** BEGIN PROVIDED DATA **

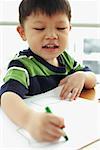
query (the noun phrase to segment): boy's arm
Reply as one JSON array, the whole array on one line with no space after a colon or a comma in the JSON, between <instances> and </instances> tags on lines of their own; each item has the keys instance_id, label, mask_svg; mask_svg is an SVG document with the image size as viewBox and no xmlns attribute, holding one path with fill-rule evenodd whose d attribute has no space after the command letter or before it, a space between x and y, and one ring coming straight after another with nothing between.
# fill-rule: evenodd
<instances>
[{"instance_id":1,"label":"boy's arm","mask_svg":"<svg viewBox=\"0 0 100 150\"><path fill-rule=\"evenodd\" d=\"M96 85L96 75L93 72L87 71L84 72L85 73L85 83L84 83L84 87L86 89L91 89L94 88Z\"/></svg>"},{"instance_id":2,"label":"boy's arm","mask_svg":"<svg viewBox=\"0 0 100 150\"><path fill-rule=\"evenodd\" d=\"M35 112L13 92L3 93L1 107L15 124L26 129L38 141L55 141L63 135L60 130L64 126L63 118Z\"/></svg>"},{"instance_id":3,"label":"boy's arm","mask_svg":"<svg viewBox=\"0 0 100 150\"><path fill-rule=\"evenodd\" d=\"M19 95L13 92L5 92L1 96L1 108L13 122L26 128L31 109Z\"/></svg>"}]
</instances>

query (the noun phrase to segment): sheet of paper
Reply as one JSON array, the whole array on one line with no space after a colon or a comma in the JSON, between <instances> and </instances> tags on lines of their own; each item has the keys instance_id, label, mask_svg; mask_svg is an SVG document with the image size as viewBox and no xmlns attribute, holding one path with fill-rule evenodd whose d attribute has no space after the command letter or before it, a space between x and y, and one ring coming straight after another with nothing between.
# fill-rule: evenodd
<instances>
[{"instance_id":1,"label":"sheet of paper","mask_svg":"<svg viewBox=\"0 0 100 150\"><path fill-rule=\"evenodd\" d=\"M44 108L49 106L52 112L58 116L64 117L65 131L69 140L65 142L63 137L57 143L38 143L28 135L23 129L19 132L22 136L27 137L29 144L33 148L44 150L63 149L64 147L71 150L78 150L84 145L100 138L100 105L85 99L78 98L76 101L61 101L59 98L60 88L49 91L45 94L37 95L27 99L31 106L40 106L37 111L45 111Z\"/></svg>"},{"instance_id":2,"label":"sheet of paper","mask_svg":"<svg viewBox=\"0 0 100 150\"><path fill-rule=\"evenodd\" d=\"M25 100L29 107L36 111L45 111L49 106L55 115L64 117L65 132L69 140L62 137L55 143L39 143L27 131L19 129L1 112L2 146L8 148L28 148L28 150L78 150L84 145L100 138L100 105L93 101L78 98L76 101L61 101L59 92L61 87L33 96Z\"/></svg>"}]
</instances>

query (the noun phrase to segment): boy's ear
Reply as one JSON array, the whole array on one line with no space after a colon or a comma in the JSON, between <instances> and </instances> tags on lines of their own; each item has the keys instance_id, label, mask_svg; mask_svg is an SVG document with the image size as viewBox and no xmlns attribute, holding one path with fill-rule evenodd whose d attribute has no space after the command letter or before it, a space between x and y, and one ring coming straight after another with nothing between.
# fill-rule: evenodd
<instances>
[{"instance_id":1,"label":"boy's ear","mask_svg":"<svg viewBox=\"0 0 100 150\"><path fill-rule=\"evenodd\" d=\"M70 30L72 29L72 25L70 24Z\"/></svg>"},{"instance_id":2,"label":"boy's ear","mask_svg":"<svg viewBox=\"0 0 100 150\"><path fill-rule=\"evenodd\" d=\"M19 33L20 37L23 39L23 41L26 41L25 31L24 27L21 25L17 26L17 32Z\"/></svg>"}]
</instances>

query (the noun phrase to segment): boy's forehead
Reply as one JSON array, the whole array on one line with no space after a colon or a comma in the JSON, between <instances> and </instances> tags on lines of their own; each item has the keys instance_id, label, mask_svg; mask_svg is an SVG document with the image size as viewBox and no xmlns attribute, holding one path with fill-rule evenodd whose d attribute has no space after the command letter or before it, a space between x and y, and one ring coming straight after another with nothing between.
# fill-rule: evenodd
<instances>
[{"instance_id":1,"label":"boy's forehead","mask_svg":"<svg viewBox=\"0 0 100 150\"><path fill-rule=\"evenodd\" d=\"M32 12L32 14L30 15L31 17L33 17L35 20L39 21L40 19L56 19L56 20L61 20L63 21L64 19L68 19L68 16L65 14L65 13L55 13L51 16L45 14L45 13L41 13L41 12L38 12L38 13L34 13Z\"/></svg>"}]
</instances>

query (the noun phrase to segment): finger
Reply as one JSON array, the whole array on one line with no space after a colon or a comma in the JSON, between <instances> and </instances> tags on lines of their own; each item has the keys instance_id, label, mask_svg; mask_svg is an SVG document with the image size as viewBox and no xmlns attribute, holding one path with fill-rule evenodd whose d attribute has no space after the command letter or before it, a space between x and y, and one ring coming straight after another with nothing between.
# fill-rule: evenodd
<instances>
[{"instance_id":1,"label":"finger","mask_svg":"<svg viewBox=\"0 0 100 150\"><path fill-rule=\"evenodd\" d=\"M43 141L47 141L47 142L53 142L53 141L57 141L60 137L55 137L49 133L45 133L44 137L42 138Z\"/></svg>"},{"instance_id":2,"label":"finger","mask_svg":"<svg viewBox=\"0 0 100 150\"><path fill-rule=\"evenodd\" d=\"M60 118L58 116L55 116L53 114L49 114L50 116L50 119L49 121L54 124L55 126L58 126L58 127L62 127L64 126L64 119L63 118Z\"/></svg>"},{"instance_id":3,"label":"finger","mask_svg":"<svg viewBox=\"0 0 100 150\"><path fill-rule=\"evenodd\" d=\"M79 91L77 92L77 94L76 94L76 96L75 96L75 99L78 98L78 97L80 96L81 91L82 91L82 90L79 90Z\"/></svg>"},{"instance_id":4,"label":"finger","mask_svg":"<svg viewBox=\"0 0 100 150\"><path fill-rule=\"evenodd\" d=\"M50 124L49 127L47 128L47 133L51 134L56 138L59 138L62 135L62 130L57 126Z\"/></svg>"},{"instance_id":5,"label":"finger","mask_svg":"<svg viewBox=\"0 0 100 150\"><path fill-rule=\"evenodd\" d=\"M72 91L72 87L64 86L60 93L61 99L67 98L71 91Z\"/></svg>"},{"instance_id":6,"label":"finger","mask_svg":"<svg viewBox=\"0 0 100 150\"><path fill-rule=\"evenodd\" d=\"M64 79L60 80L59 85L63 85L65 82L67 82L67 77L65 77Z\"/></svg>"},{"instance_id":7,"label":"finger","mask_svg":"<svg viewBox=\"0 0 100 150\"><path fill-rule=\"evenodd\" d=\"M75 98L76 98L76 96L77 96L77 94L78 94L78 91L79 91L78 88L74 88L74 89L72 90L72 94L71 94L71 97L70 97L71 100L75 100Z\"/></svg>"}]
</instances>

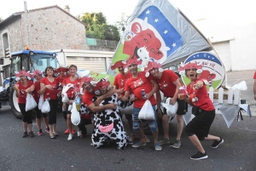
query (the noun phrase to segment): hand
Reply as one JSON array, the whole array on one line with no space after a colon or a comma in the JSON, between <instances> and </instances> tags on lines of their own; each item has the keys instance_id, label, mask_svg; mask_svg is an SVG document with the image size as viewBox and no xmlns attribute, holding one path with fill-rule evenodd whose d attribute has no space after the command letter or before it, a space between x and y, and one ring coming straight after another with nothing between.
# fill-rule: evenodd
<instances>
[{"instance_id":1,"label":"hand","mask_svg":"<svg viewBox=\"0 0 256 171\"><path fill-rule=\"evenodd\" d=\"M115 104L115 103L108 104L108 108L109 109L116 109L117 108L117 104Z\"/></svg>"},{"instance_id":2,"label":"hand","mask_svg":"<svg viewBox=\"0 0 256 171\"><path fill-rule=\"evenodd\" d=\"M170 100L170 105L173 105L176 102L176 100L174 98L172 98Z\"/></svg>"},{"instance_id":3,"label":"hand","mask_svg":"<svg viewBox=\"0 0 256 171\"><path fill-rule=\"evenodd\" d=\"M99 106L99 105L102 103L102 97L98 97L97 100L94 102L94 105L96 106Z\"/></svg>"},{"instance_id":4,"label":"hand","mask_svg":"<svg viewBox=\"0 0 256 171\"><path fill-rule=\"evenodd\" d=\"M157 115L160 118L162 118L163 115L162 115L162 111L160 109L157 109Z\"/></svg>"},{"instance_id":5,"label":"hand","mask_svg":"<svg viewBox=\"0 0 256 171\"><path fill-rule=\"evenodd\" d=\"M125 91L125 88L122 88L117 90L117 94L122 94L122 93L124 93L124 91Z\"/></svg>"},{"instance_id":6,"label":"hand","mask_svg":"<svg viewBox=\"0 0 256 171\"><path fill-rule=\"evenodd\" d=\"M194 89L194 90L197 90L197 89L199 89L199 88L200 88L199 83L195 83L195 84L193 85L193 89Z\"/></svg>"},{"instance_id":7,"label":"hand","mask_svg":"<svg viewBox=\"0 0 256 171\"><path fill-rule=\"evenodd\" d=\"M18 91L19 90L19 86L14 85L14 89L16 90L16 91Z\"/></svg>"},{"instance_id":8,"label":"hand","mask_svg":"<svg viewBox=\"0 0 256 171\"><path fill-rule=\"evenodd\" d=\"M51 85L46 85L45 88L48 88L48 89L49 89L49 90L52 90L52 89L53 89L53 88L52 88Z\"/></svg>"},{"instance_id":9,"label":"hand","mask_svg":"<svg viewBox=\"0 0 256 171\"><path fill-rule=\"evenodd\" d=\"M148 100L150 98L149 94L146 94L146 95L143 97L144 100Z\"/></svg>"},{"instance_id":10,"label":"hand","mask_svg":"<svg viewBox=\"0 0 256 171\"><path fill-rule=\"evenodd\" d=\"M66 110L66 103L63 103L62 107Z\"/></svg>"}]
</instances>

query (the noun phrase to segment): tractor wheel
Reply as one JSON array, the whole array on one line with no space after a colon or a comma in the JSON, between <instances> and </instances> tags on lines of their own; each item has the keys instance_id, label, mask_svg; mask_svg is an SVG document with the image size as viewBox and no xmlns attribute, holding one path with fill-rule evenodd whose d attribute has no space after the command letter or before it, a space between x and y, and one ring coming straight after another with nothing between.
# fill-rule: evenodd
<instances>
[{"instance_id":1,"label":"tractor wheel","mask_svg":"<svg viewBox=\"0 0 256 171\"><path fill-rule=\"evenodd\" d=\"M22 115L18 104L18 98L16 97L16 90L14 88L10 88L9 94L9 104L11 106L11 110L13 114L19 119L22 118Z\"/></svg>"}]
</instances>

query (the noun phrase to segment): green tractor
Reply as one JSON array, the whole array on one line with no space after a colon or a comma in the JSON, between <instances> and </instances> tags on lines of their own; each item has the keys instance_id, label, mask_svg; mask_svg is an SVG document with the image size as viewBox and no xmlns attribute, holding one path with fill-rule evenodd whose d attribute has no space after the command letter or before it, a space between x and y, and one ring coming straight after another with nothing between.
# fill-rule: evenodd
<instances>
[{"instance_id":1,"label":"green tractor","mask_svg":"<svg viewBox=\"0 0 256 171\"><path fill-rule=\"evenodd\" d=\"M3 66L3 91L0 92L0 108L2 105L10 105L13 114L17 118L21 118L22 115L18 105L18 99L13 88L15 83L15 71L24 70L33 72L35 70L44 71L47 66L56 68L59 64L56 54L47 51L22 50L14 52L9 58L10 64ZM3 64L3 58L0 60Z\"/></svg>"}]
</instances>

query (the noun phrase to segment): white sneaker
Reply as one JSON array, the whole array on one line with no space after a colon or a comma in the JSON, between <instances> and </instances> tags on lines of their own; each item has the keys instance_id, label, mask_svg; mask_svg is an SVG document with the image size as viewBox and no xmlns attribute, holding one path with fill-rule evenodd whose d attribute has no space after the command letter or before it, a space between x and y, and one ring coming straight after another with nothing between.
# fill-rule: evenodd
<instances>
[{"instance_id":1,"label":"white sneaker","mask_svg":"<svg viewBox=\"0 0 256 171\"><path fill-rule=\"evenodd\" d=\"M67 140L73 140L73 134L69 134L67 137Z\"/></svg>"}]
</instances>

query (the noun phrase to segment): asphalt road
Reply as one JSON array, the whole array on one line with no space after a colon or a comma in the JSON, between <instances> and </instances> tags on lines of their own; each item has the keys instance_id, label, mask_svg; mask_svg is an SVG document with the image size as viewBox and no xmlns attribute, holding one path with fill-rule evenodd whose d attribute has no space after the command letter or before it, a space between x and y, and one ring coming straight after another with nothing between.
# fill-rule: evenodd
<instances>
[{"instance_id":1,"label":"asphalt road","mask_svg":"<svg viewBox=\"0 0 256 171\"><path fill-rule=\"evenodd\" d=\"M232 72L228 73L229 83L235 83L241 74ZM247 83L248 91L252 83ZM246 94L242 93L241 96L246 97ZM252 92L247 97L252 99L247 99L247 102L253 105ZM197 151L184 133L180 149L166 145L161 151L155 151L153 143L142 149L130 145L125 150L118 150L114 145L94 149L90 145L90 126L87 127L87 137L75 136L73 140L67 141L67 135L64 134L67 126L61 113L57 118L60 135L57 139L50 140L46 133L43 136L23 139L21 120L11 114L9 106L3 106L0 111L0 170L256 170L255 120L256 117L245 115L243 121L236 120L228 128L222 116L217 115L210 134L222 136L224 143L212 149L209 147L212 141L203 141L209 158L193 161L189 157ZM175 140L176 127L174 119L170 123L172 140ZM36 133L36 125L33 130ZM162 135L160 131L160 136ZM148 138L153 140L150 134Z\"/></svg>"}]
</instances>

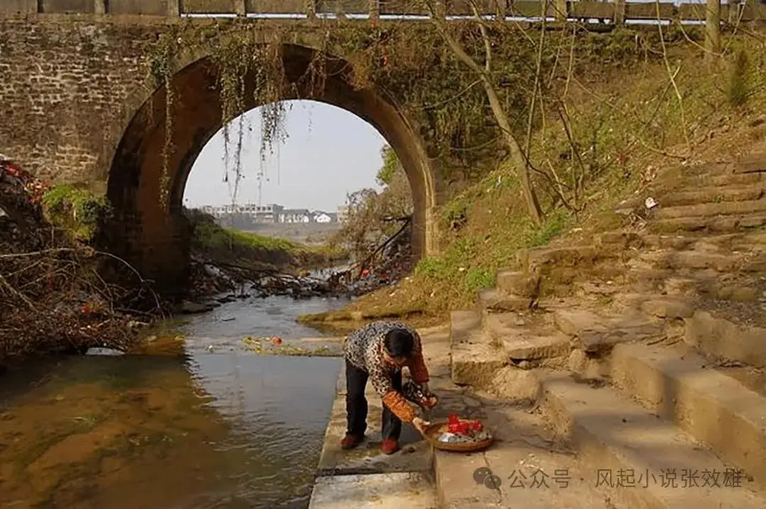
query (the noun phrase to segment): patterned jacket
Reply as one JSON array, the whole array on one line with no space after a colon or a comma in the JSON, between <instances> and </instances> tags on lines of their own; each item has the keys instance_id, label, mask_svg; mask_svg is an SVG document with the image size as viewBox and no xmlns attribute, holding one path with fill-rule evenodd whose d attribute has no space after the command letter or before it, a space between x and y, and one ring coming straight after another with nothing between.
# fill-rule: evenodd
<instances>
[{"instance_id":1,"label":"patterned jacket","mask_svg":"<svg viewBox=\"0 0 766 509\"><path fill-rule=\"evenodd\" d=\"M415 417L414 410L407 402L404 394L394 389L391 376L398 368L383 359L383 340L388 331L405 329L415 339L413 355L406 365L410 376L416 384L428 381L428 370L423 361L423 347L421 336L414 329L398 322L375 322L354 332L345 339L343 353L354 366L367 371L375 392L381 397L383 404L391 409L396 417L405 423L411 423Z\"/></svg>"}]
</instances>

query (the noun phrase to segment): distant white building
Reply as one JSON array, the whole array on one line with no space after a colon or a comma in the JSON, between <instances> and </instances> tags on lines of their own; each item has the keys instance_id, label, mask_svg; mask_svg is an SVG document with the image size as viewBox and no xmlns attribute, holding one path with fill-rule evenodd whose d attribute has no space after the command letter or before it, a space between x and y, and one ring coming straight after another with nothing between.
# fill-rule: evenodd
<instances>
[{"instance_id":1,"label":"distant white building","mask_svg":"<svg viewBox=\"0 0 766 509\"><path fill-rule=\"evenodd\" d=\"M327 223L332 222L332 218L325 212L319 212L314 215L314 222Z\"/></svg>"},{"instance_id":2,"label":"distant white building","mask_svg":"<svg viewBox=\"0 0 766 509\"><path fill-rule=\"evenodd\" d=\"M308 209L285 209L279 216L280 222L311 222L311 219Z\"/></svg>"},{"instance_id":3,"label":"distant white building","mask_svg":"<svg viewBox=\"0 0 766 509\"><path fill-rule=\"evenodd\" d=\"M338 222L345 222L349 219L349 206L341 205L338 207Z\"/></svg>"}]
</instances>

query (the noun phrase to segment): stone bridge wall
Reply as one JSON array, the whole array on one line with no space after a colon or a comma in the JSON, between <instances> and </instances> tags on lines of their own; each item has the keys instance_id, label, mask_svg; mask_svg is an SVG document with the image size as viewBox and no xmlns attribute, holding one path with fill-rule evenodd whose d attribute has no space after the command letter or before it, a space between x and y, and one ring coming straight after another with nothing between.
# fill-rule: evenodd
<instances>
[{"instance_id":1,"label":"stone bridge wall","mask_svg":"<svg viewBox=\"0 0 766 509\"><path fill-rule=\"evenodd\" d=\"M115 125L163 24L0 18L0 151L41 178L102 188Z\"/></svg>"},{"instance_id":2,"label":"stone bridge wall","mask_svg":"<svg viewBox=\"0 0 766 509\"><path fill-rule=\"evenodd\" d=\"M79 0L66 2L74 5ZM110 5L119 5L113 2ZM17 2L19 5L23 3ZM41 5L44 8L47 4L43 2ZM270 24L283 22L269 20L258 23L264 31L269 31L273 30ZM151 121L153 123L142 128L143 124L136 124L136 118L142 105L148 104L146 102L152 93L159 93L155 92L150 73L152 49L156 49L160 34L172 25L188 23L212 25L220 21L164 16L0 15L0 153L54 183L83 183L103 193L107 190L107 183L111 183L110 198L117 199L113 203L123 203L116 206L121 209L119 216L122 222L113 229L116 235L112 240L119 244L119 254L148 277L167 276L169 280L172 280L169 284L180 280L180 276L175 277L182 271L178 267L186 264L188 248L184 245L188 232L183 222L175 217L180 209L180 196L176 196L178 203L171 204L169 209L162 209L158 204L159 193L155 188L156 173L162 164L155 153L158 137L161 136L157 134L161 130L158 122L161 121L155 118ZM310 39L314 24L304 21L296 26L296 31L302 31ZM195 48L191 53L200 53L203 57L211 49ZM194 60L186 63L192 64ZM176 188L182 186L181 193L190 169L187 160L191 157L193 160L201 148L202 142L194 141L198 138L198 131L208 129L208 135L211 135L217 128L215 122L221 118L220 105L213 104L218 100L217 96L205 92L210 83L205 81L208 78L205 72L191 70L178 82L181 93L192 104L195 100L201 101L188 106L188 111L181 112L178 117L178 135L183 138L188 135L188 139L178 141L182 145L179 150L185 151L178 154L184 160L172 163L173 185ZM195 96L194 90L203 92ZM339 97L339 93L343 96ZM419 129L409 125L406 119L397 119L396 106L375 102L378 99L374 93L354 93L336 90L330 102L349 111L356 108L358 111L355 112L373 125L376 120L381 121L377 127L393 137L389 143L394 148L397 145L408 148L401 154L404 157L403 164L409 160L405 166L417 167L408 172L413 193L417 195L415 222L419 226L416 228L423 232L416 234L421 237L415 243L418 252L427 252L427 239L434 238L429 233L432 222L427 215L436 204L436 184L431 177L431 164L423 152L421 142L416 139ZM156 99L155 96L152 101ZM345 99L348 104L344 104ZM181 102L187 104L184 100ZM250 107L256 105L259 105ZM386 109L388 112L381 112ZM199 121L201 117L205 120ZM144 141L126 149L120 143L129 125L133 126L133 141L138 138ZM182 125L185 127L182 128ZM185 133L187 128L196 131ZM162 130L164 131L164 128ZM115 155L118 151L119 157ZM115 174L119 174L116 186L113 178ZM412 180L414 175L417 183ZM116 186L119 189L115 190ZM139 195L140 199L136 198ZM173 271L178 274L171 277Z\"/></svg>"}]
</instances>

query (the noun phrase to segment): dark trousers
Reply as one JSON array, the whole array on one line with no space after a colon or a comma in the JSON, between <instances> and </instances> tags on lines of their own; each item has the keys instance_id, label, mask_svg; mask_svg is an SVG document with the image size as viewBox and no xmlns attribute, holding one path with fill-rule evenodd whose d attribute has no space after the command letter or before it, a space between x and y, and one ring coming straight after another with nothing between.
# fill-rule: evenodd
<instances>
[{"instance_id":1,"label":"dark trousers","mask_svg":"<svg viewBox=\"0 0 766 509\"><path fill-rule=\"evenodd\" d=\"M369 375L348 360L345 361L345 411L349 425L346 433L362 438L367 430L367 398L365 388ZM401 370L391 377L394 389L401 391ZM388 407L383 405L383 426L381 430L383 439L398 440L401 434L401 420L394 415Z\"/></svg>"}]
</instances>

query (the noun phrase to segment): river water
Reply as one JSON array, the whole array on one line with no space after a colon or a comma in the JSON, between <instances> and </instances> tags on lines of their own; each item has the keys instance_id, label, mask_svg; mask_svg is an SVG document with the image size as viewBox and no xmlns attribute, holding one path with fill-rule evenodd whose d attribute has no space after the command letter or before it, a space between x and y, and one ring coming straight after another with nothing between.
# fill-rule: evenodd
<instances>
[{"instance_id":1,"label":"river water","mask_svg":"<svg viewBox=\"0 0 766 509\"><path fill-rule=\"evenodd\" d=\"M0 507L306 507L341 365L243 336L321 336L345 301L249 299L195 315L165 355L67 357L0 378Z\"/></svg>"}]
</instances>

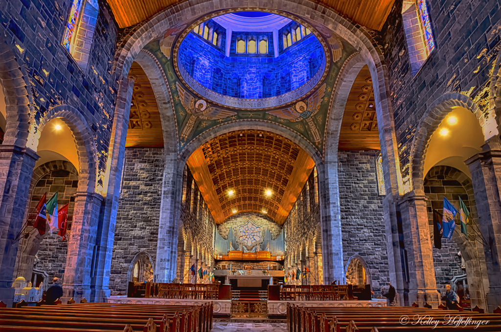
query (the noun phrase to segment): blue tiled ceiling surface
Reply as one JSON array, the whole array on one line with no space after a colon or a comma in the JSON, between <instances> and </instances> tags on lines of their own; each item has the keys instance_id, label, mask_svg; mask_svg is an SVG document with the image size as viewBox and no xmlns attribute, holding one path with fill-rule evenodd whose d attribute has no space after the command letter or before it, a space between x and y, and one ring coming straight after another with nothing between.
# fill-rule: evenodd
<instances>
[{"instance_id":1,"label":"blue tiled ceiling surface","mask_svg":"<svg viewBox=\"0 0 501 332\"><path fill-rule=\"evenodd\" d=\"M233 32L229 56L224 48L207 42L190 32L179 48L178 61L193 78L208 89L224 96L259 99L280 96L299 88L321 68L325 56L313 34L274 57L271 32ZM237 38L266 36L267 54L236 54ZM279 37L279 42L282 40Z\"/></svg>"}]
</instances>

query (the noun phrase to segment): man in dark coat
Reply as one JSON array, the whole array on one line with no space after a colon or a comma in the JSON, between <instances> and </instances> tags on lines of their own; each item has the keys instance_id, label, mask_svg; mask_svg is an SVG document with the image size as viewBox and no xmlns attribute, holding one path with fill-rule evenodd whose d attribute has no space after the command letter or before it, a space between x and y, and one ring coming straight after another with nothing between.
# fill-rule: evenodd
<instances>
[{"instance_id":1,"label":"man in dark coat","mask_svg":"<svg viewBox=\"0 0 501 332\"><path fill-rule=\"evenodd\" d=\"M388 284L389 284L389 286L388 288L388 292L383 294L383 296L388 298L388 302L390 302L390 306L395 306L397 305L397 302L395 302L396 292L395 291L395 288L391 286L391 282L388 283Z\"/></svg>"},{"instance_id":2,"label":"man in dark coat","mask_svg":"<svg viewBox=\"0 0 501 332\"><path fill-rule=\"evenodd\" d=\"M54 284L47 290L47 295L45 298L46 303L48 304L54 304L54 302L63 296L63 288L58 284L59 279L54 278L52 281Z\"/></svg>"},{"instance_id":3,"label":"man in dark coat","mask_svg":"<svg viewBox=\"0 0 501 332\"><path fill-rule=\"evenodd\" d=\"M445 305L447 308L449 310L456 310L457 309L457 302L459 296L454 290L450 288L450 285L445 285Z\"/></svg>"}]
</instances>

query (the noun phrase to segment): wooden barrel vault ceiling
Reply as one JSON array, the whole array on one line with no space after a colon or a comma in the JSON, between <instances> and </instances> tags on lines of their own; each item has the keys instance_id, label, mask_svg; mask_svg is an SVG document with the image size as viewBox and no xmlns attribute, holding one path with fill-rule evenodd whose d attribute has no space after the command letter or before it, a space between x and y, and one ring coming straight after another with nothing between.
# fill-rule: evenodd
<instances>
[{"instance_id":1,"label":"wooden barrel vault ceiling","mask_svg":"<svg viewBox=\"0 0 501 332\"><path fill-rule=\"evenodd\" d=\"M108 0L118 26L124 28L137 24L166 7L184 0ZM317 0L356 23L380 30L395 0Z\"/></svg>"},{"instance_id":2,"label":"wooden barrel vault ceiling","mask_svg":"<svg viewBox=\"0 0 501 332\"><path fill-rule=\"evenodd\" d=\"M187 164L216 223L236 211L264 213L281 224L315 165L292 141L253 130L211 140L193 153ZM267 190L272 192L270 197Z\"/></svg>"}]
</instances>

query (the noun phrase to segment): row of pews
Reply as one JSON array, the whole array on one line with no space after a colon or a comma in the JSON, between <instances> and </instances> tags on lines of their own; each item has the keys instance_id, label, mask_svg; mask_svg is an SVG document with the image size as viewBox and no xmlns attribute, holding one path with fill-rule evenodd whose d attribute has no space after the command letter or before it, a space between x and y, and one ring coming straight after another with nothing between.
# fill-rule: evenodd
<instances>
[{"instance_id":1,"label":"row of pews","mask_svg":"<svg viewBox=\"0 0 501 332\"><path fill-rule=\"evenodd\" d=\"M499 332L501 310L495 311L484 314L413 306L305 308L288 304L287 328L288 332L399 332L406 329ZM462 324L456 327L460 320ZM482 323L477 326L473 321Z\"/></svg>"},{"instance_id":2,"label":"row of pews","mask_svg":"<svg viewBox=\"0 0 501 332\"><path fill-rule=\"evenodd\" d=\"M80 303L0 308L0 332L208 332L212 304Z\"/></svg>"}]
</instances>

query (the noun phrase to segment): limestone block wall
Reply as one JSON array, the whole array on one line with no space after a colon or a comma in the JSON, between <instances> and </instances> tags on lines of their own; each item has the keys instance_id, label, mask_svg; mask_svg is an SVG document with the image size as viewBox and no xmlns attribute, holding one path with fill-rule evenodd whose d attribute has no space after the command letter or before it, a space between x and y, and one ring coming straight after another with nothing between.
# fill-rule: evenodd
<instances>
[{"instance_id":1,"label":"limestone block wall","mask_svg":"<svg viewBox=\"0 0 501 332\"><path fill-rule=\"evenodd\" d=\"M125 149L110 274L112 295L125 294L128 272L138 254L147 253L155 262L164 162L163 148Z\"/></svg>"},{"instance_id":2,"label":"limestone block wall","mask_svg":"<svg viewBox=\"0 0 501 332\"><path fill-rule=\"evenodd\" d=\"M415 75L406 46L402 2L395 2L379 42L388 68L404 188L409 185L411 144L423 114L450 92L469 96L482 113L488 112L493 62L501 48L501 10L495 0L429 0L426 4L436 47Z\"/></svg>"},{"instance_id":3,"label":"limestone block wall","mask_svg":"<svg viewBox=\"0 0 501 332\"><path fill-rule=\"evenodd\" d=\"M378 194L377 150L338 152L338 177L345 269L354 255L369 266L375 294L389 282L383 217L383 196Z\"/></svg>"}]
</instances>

** END PROVIDED DATA **

- **TASK PROMPT**: Pull out each line of the listing above that contains the word "water".

- **EXPECTED ANSWER**:
query (the noun phrase to segment): river water
[{"instance_id":1,"label":"river water","mask_svg":"<svg viewBox=\"0 0 766 509\"><path fill-rule=\"evenodd\" d=\"M0 507L306 507L341 365L243 336L321 336L345 301L249 299L195 315L165 355L67 357L0 378Z\"/></svg>"}]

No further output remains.